START

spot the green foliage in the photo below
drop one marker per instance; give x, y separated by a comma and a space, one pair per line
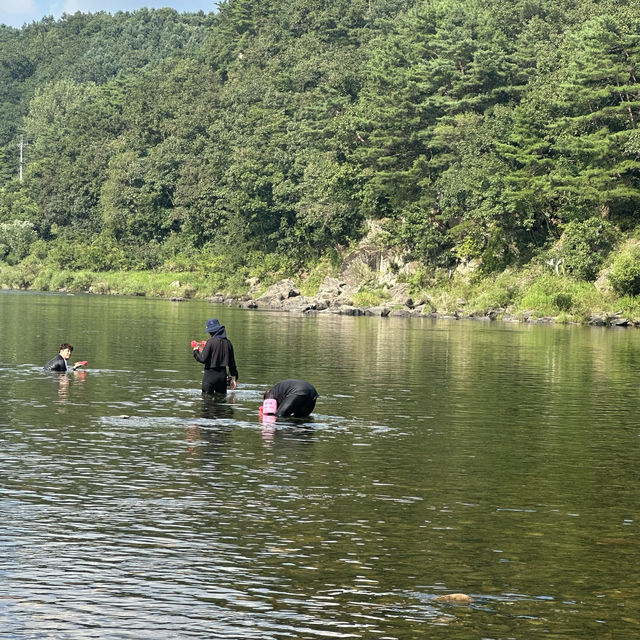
369, 297
584, 246
552, 295
16, 238
261, 140
625, 272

END

Copy the rows above word for word, leaving out the picture.

spot the green foliage in the photo below
drop one marker per instance; give x, y separated by a comma and a space, one pair per line
369, 297
584, 246
552, 295
16, 238
261, 140
625, 272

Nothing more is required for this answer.